▶ [The exercise]
From the listing that follows, extract every line and set it down unaltered.

┄┄┄┄┄┄┄┄┄┄

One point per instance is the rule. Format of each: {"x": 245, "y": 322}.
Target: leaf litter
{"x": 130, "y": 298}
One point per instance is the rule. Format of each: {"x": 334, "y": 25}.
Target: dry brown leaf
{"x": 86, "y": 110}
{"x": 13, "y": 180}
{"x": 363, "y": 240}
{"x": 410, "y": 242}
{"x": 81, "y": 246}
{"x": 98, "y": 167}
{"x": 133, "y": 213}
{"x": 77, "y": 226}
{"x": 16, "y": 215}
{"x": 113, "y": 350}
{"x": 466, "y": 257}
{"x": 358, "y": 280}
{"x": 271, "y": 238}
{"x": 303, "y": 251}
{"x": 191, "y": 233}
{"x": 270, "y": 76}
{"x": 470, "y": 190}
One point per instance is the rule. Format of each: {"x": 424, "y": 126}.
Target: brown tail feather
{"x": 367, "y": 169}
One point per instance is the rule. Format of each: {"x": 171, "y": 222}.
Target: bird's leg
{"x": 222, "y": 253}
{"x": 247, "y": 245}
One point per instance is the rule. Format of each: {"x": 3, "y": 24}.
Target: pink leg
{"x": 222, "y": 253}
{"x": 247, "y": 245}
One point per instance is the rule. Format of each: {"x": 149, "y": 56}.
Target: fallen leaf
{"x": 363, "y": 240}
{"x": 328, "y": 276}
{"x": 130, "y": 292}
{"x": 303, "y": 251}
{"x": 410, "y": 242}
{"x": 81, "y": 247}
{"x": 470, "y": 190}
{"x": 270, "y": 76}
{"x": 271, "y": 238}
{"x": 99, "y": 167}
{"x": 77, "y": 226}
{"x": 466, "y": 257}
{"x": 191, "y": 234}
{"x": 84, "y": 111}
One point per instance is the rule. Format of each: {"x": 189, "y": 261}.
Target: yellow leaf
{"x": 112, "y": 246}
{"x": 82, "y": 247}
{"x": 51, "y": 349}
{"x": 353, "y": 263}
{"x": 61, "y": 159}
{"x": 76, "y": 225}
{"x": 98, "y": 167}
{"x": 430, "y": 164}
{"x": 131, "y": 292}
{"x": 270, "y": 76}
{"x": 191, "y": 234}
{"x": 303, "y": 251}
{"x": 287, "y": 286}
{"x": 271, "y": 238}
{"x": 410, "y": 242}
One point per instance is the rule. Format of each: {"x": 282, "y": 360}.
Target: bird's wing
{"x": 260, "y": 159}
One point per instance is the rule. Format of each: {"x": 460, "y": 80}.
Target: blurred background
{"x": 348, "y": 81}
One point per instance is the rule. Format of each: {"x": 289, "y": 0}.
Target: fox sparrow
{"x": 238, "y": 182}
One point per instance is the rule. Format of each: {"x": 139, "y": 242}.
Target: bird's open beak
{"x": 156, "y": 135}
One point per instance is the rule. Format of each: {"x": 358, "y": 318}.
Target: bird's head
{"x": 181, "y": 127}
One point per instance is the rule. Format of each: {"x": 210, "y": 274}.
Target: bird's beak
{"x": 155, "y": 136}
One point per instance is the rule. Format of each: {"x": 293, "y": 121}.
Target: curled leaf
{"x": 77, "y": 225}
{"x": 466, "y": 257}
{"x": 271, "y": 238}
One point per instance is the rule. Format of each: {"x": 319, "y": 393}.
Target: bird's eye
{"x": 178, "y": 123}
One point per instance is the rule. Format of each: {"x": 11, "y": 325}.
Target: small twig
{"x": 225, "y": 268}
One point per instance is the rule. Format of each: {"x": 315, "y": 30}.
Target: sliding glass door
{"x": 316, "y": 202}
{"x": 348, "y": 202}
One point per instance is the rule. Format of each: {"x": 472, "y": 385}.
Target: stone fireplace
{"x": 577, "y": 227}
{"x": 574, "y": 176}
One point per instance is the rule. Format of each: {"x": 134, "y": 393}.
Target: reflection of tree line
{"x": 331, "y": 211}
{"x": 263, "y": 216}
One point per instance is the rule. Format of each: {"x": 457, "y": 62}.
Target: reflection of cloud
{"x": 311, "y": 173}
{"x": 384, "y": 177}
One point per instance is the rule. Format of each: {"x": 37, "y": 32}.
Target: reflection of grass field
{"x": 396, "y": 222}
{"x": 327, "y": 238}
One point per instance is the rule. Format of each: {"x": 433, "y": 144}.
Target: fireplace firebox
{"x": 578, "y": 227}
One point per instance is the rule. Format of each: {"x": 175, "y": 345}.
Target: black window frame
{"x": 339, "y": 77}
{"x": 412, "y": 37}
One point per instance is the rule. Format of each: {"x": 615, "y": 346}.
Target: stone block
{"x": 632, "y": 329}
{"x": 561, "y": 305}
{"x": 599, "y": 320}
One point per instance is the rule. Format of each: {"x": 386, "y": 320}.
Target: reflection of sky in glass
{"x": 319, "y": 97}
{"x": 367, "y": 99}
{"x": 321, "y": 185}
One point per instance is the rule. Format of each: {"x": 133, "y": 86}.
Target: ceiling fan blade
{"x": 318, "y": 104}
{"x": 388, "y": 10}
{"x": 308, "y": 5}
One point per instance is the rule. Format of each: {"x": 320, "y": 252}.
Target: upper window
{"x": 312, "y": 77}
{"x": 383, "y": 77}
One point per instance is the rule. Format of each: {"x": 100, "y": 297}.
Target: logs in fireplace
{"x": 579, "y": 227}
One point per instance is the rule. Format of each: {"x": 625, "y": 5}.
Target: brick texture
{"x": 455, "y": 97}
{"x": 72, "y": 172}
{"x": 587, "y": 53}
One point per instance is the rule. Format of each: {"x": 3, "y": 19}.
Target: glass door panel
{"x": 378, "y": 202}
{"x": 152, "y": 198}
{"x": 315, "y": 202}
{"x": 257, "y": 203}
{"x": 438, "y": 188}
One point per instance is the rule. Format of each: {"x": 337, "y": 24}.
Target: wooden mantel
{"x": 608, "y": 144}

┄┄┄┄┄┄┄┄┄┄

▶ [Written response]
One point per instance is the rule. Format of each: {"x": 245, "y": 322}.
Target: leaf litter
{"x": 130, "y": 298}
One point per instance is the rule. Format of each: {"x": 334, "y": 25}.
Target: dry brown leaf
{"x": 86, "y": 110}
{"x": 13, "y": 180}
{"x": 363, "y": 240}
{"x": 410, "y": 242}
{"x": 81, "y": 246}
{"x": 98, "y": 167}
{"x": 133, "y": 213}
{"x": 77, "y": 226}
{"x": 16, "y": 215}
{"x": 113, "y": 350}
{"x": 466, "y": 257}
{"x": 358, "y": 280}
{"x": 271, "y": 238}
{"x": 303, "y": 251}
{"x": 191, "y": 233}
{"x": 270, "y": 76}
{"x": 470, "y": 190}
One point per instance is the rule. Format of each: {"x": 424, "y": 126}.
Target: brown tail feather
{"x": 367, "y": 169}
One point per instance is the rule. Format of each: {"x": 171, "y": 222}.
Target: bird's leg
{"x": 222, "y": 253}
{"x": 247, "y": 245}
One point per instance is the rule. Format of each: {"x": 3, "y": 24}.
Target: pink leg
{"x": 222, "y": 253}
{"x": 247, "y": 245}
One point per instance is the rule. Format of each: {"x": 149, "y": 56}.
Target: fallen leaf
{"x": 363, "y": 240}
{"x": 328, "y": 276}
{"x": 130, "y": 292}
{"x": 303, "y": 251}
{"x": 410, "y": 242}
{"x": 81, "y": 247}
{"x": 470, "y": 190}
{"x": 270, "y": 76}
{"x": 271, "y": 238}
{"x": 99, "y": 167}
{"x": 77, "y": 226}
{"x": 466, "y": 257}
{"x": 191, "y": 234}
{"x": 84, "y": 111}
One point per instance is the rule. Format of each: {"x": 189, "y": 261}.
Target: yellow leaf
{"x": 112, "y": 246}
{"x": 82, "y": 247}
{"x": 51, "y": 349}
{"x": 353, "y": 263}
{"x": 61, "y": 159}
{"x": 76, "y": 225}
{"x": 98, "y": 167}
{"x": 430, "y": 164}
{"x": 131, "y": 292}
{"x": 270, "y": 76}
{"x": 191, "y": 234}
{"x": 303, "y": 251}
{"x": 287, "y": 286}
{"x": 271, "y": 238}
{"x": 410, "y": 242}
One point per instance is the rule. Format of each: {"x": 282, "y": 360}.
Target: bird's wing
{"x": 260, "y": 159}
One point per instance is the rule. Format of each: {"x": 460, "y": 80}.
Target: blurred background
{"x": 348, "y": 81}
One point per instance is the rule. Format of each: {"x": 289, "y": 0}.
Target: fox sparrow
{"x": 238, "y": 182}
One point per instance is the rule. Format of each: {"x": 139, "y": 242}.
Target: bird's open beak
{"x": 156, "y": 135}
One point per instance is the rule. Format of each: {"x": 358, "y": 318}.
Target: bird's head
{"x": 181, "y": 127}
One point per instance is the rule. Format of each: {"x": 210, "y": 274}.
Target: bird's beak
{"x": 155, "y": 136}
One point per instance is the rule. Format of each: {"x": 293, "y": 121}.
Target: curled leaf
{"x": 77, "y": 225}
{"x": 466, "y": 257}
{"x": 271, "y": 238}
One point per instance is the rule. Format of each: {"x": 319, "y": 393}.
Target: bird's eye
{"x": 178, "y": 123}
One point per instance is the rule. Format of each: {"x": 11, "y": 325}.
Target: small twig
{"x": 225, "y": 268}
One point per instance is the rule. Format of each: {"x": 315, "y": 30}.
Target: sliding glass door
{"x": 316, "y": 202}
{"x": 348, "y": 202}
One point per instance is the rule. Format of each: {"x": 472, "y": 385}.
Target: stone fireplace
{"x": 577, "y": 227}
{"x": 574, "y": 176}
One point per instance is the rule. Format of each: {"x": 134, "y": 393}.
Target: reflection of tree line
{"x": 331, "y": 211}
{"x": 263, "y": 216}
One point per instance is the rule. Format of each: {"x": 457, "y": 62}.
Target: reflection of cloud
{"x": 311, "y": 173}
{"x": 384, "y": 177}
One point per instance is the rule. Format of each: {"x": 37, "y": 32}.
Target: reflection of grass field
{"x": 396, "y": 222}
{"x": 327, "y": 238}
One point per instance is the rule. Format of each: {"x": 433, "y": 144}.
Target: fireplace firebox
{"x": 578, "y": 227}
One point per instance is the rule. Format of each: {"x": 175, "y": 345}.
Target: black window frame
{"x": 339, "y": 77}
{"x": 412, "y": 37}
One point per instance is the rule. Format of each: {"x": 615, "y": 346}.
Target: stone block
{"x": 632, "y": 329}
{"x": 561, "y": 305}
{"x": 599, "y": 320}
One point per instance is the rule. Format of each: {"x": 386, "y": 320}.
Target: reflection of sky in glass
{"x": 319, "y": 97}
{"x": 367, "y": 99}
{"x": 321, "y": 185}
One point per instance is the rule. Format of each: {"x": 133, "y": 86}.
Target: ceiling fan blade
{"x": 318, "y": 104}
{"x": 388, "y": 10}
{"x": 308, "y": 5}
One point per instance is the rule. Format of each: {"x": 320, "y": 252}.
Target: upper window
{"x": 312, "y": 77}
{"x": 383, "y": 77}
One point per instance is the rule. Format of each: {"x": 100, "y": 297}.
Target: logs in fireplace
{"x": 579, "y": 227}
One point per instance is the rule. Format of each: {"x": 625, "y": 5}.
Target: brick texture
{"x": 455, "y": 97}
{"x": 72, "y": 172}
{"x": 587, "y": 53}
One point per instance is the rule. Format of each: {"x": 3, "y": 19}.
Target: glass door panel
{"x": 378, "y": 202}
{"x": 152, "y": 198}
{"x": 315, "y": 202}
{"x": 257, "y": 203}
{"x": 438, "y": 188}
One point per instance is the rule. Format of each: {"x": 337, "y": 24}.
Target: wooden mantel
{"x": 608, "y": 144}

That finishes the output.